§ YOUR ASSIGNMENT
Transcribe the records word for word, leaving nothing out.

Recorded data
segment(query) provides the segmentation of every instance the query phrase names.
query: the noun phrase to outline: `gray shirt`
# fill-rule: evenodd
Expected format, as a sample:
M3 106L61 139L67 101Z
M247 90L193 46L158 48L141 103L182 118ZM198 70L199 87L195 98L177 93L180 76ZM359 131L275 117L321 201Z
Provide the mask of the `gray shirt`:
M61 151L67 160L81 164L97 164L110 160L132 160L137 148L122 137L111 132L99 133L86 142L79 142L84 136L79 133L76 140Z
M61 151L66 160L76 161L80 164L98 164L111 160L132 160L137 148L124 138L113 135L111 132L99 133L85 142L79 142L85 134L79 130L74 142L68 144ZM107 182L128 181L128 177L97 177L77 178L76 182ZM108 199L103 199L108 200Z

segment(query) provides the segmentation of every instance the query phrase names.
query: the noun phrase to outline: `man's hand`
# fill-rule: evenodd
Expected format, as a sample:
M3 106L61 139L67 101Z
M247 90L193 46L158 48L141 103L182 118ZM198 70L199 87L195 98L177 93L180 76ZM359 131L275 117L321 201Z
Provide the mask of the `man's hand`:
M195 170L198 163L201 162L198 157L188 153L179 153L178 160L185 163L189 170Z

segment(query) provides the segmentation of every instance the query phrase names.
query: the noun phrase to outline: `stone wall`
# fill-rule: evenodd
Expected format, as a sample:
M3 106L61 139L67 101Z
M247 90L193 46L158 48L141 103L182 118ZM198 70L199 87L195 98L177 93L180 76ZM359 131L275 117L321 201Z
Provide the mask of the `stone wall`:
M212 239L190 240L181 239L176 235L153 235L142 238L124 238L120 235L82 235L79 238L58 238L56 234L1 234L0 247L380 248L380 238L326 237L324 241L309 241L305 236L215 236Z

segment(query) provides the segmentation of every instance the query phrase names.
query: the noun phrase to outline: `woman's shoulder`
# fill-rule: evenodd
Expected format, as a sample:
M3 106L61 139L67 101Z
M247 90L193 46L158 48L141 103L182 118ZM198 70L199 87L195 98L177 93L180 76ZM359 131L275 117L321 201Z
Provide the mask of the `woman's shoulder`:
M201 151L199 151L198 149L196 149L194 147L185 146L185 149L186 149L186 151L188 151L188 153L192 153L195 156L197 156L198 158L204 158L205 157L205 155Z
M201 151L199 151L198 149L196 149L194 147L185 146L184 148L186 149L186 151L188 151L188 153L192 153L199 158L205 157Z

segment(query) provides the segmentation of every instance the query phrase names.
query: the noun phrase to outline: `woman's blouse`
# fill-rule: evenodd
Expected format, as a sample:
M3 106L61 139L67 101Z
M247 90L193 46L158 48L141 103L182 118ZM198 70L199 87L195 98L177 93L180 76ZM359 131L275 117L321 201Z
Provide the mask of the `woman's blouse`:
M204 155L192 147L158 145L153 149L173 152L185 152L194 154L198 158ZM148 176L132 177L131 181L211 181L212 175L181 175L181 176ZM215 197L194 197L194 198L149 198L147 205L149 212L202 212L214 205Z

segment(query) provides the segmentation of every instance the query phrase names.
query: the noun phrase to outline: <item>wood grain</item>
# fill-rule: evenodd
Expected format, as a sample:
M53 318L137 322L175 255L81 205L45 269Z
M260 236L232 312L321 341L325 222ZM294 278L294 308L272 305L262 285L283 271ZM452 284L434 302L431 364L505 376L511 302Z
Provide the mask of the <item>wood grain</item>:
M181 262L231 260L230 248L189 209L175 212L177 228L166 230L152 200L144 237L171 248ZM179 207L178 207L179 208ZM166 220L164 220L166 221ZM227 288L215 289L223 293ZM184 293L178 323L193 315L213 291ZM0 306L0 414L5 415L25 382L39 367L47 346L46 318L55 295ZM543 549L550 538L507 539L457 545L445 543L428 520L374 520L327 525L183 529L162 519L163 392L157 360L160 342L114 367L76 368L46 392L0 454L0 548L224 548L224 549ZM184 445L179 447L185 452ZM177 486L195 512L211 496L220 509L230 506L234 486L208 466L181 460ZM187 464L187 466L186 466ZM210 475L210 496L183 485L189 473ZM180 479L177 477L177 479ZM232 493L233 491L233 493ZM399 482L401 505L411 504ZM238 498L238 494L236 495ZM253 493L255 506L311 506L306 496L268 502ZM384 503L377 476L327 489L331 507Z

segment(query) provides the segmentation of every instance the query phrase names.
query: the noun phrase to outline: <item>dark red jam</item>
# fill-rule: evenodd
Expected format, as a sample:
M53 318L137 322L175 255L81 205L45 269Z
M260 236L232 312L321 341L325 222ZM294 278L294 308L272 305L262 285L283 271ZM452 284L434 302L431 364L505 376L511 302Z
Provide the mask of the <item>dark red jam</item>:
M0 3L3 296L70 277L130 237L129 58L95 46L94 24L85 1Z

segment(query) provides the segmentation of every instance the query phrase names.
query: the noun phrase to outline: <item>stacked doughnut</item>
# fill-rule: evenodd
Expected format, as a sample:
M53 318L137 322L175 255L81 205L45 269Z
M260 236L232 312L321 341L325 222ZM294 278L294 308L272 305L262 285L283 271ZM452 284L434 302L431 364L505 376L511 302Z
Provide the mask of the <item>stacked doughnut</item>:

§ ANSWER BOX
segment(query) provides the segmentation of every instance the query phrase names.
query: the noun phrase to outline: `gray shirt`
# fill-rule: evenodd
Expected format, as a sample:
M3 106L61 139L67 101Z
M247 90L193 46L158 48L141 103L182 118ZM198 70L199 87L195 98L177 93L180 76ZM359 131L275 117L321 201Z
Provide the mask of the `gray shirt`:
M61 151L67 160L81 164L97 164L110 160L132 160L137 148L122 137L111 132L99 133L86 142L79 142L84 136L79 133L76 140Z
M61 151L66 160L76 161L80 164L98 164L111 160L132 160L137 148L124 138L113 135L111 132L99 133L85 142L79 142L85 134L79 130L74 142L68 144ZM107 182L128 181L128 177L97 177L77 178L76 182ZM108 199L103 199L108 200Z

segment(query) provides the segmentation of every instance the query phrase names.
query: the noun phrase to outline: `man's hand`
# fill-rule: evenodd
Expected format, as a sample:
M3 106L61 139L67 101Z
M247 90L193 46L158 48L141 103L182 118ZM198 70L199 87L195 98L177 93L180 76ZM359 131L275 117L321 201Z
Provide the mask of the `man's hand`:
M195 170L198 163L201 162L198 157L188 153L179 153L178 160L185 163L189 170Z

segment(query) provides the segmentation of every instance the query phrase names.
query: the noun phrase to outline: `stone wall`
# fill-rule: evenodd
Expected format, as a sample:
M3 106L61 139L67 101Z
M247 90L193 46L158 48L141 103L182 118ZM198 70L199 87L195 98L177 93L180 76ZM359 131L275 117L321 201Z
Provide the mask of the `stone wall`:
M212 239L190 240L181 239L176 235L153 235L142 238L124 238L120 235L82 235L79 238L58 238L56 234L1 234L0 247L380 248L380 238L326 237L324 241L309 241L305 236L215 236Z

segment(query) provides the segmentation of every instance the query phrase names.
query: the noun phrase to outline: `woman's shoulder`
# fill-rule: evenodd
Expected format, as a sample:
M3 106L61 139L67 101Z
M247 90L193 46L158 48L141 103L182 118ZM198 70L199 87L195 98L177 93L180 76ZM359 131L275 117L321 201Z
Provide the mask of the `woman's shoulder`:
M201 151L199 151L198 149L196 149L194 147L185 146L185 149L186 149L186 151L188 151L188 153L192 153L195 156L197 156L198 158L204 158L205 157L205 155Z
M201 151L199 151L198 149L196 149L194 147L185 146L184 148L186 149L186 151L188 151L188 153L192 153L199 158L205 157Z

segment(query) provides the segmentation of every instance the query phrase names.
query: the noun phrase to outline: `woman's blouse`
# fill-rule: evenodd
Expected format, as a sample:
M3 106L61 139L67 101Z
M247 90L193 46L158 48L141 103L182 118ZM198 70L199 87L195 98L177 93L180 76ZM359 131L275 117L321 201Z
Provide the mask of the `woman's blouse`:
M204 155L192 147L158 145L153 149L173 152L185 152L194 154L198 158ZM148 176L132 177L131 181L211 181L212 175L181 175L181 176ZM215 197L194 197L194 198L149 198L147 205L149 212L202 212L214 205Z

segment(query) provides the segmentation of every instance the query phrase names.
query: the noun phrase to outline: <item>wood grain</item>
# fill-rule: evenodd
Expected format, as a sample:
M53 318L137 322L175 255L81 205L45 269Z
M260 236L232 312L321 341L325 222ZM294 278L294 308L272 305L262 285L283 271ZM452 284L434 302L431 364L505 376L511 302Z
Provide the mask of the <item>wood grain</item>:
M181 262L231 260L230 248L189 209L175 212L177 228L166 230L152 200L144 237L171 248ZM179 207L178 207L179 208ZM166 220L164 220L166 221ZM227 288L215 289L223 293ZM184 293L178 323L193 315L213 291ZM0 306L0 414L5 415L25 382L39 367L47 346L46 318L55 295ZM543 549L550 538L507 539L457 545L445 543L428 520L374 520L327 525L183 529L162 519L163 392L157 360L160 342L114 367L76 368L46 392L0 454L0 548L224 548L224 549ZM184 445L179 447L185 452ZM177 486L195 512L211 496L220 509L230 506L234 486L208 466L181 460ZM187 464L187 466L186 466ZM210 475L210 496L183 485L189 473ZM180 479L177 477L177 479ZM232 493L233 491L233 493ZM399 482L401 505L411 504ZM238 498L238 494L236 495ZM253 493L255 506L311 506L306 496L268 502ZM384 503L377 476L327 489L331 507Z

segment(query) provides the segmentation of every instance the query phrase names.
query: the noun phrase to outline: <item>dark red jam</item>
# fill-rule: evenodd
Expected format, as a sample:
M53 318L137 322L175 255L81 205L45 269Z
M260 236L232 312L321 341L325 222ZM294 278L294 308L272 305L262 285L283 271ZM452 284L434 302L431 364L505 376L511 302Z
Provide the mask of the <item>dark red jam</item>:
M0 3L3 296L70 277L130 237L129 58L95 46L94 24L85 1Z

segment(query) provides the segmentation of every instance the query phrase names.
query: the noun phrase to outline: <item>stacked doughnut</item>
# fill-rule: evenodd
Expected format, as a sample:
M53 318L137 322L175 255L81 205L45 269Z
M260 236L232 312L321 341L325 222ZM294 278L294 308L272 305L262 285L283 271ZM452 284L434 302L431 364L505 376L511 302Z
Provide the mask of the <item>stacked doughnut</item>:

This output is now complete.